[Voci sulla localizzazione di oggetti nominati]
------------------------------------------------

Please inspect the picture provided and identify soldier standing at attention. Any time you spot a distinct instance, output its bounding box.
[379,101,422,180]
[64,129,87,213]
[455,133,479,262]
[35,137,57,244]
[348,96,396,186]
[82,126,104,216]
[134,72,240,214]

------------------------------------------------

### CONSEGNA
Riscrivi tutte le voci sostituendo "soldier" con "guard" e lascia invariato tutto il resto.

### SOLUZIONE SVOLTA
Please inspect the picture provided and identify guard standing at attention. Any time you spot a distinct instance, output its bounding box.
[379,101,422,180]
[64,129,87,213]
[455,133,479,262]
[35,137,57,244]
[348,96,396,186]
[82,126,104,216]
[134,72,240,214]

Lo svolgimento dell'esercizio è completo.